▶ [Consignes écrites]:
• A. Dans le texte sur les syndicats et le compromis social, quels acquis sociaux sont cités comme construits lors de ces périodes ?
• B. Prolongez le texte sur les syndicats et le compromis social à la suite de sa dernière phrase.

▶ [Texte source]:
>>>>

Oui. Mais les grandes périodes de compromis chez nous, c'est au moment de l'après-guerre, en raison de la place qu'avaient pris les syndicats dans le Conseil national de la résistance et dans la résistance tout court. Il y a eu là un grand compromis social d'après-guerre qui a permis la reconstruction du pays. Sinon, c’est à la suite de grandes vagues de grèves, de mouvements sociaux assez radicaux comme en 1936 ou en mai 1968 que des négociations avec compromis ont eu lieu. C’est là que les "acquis" sociaux se sont construits : la représentation du personnel dans les entreprises, les conventions collectives, les congés payés... Et tout ça est sorti de grands moments de confrontation. 

Je crois que ce qui manque, et que les syndicats essaient aujourd'hui de reconstruire, c'est une position de force qui leur permettrait de manifester une puissance afin d’imposer la négociation. Mais pour l'instant, ils ne sont pas encore absolument maîtres de ce qui se passe. 

Une partie des organisations syndicales n'apparaissent pas non plus dans la recherche de compromis ?

Bien sûr, bien sûr. Mais les cultures syndicales sont assez diverses. Et puis je crois que l'autoritarisme dont font preuve les pouvoirs publics n’est pas le meilleur moyen de faire évoluer les représentations syndicales. On voit que même les syndicats les plus coopératifs, a priori, se font renvoyer dans les cordes. Donc, ça ne calme pas ceux dont la culture est plus inscrite dans la revendication et dans la lutte.

<<<<

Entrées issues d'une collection
>>>>

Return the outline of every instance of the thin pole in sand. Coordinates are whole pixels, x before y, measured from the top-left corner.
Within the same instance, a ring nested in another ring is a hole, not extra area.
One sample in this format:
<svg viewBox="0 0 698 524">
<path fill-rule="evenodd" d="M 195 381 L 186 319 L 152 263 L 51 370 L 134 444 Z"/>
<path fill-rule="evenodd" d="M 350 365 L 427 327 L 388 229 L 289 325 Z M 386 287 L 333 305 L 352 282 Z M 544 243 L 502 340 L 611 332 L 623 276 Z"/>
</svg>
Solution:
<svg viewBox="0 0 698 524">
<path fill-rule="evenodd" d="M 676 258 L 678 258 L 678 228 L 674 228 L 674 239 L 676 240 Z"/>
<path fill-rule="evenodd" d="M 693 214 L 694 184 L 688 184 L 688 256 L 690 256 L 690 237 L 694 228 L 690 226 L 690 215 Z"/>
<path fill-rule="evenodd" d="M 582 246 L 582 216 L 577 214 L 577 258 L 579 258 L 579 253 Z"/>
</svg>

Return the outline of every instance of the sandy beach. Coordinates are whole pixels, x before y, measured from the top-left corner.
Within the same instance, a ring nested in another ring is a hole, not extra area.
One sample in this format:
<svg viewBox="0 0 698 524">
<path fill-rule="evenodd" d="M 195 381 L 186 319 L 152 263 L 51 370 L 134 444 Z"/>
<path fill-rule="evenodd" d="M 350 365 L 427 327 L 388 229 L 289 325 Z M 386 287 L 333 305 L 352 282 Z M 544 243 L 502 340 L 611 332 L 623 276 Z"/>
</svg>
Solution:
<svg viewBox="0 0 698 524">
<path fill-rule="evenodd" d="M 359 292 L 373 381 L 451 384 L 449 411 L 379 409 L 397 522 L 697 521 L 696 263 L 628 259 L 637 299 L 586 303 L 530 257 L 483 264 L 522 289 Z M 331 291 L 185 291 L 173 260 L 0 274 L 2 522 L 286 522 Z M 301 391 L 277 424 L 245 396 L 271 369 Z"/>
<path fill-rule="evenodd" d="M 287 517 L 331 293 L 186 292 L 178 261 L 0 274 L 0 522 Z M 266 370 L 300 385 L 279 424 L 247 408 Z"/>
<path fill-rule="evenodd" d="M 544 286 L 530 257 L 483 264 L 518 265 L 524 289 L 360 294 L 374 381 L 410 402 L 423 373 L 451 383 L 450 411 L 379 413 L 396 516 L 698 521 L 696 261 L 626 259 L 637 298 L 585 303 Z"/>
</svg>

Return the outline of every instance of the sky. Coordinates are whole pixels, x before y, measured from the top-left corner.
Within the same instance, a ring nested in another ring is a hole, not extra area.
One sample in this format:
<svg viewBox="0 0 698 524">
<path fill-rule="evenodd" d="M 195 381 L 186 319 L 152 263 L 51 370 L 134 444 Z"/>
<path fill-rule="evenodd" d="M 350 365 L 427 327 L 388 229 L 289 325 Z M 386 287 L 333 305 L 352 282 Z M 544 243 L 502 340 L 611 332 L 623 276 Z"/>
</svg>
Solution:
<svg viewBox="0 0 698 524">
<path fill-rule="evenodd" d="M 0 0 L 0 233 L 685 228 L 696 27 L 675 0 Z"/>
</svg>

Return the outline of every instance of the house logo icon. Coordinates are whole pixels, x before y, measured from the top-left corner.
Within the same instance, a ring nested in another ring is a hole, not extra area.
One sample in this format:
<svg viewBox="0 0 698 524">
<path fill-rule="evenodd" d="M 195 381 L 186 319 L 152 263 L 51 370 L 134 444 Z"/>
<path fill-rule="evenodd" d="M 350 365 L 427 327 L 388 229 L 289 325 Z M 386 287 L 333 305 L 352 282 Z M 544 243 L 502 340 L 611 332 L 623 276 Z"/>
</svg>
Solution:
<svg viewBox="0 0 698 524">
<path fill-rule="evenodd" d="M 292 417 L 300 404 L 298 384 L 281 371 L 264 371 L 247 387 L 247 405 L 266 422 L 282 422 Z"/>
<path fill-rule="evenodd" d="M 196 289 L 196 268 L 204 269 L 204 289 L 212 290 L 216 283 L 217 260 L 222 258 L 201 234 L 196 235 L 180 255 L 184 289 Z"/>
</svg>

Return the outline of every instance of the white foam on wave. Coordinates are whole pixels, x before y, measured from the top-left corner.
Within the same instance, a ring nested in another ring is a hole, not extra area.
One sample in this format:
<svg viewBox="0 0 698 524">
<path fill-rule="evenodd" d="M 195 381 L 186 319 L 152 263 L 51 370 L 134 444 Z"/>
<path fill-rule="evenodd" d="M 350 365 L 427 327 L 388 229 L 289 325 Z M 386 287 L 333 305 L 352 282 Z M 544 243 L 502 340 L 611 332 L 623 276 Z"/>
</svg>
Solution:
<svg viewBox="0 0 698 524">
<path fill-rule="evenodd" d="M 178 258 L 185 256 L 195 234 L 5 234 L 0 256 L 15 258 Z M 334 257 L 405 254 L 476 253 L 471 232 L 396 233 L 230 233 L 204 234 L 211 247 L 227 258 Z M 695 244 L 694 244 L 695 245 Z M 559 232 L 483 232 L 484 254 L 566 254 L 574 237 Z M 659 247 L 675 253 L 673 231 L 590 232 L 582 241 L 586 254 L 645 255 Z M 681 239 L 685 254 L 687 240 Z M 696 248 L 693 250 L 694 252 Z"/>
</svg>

<<<<

▶ [Réponses par consigne]:
• A. La représentation du personnel dans les entreprises, les conventions collectives et les congés payés.

• B.
Quand on regarde les systèmes de représentation à l’étranger, on arrive plus facilement à trouver des compromis sociaux durables. Même si cette recherche de compromis a tendance à régresser dans beaucoup de pays européens depuis une vingtaine d'années. Et je pense que c'est une évolution assez générale. Évidemment, dans le terreau français, cela produit des séquences comme celle que nous vivons actuellement.

Y-a-t-il une spécificité française à ne pas reconnaître la représentativité des organisations syndicales dans la négociation ?

Le fait est que ne nous n'avons pas un mouvement syndical tout à fait ressemblant à celui de nos voisins. Il a toujours porté avec lui la suspicion d'être insuffisamment représentatif. Et de ce fait, les syndicats sont obligés de faire en permanence la démonstration qu'ils sont capables de mobiliser les gens, de faire des grèves, etc… En Allemagne, on dit toujours qu’il y a peu de grèves et c'est vrai. Mais lorsque les syndicats font des grèves, elles sont très puissantes. Et leur force (en tout cas dans l'industrie, parce que ce n'est pas vrai dans tous les secteurs en Allemagne), est non seulement de pouvoir faire la grève, mais de ne pas avoir toujours besoin d'en faire la preuve. Et c'est cela qui donne une certaine efficacité aux compromis sociaux. Parce que les employeurs savent très bien que les syndicats peuvent avoir une grande capacité de nuisance. Les Allemands font rarement grève, mais quand ils la font, c’est massif, et cela remet les pendules à l'heure, si j'ose dire, et on arrive à discuter, à construire des compromis.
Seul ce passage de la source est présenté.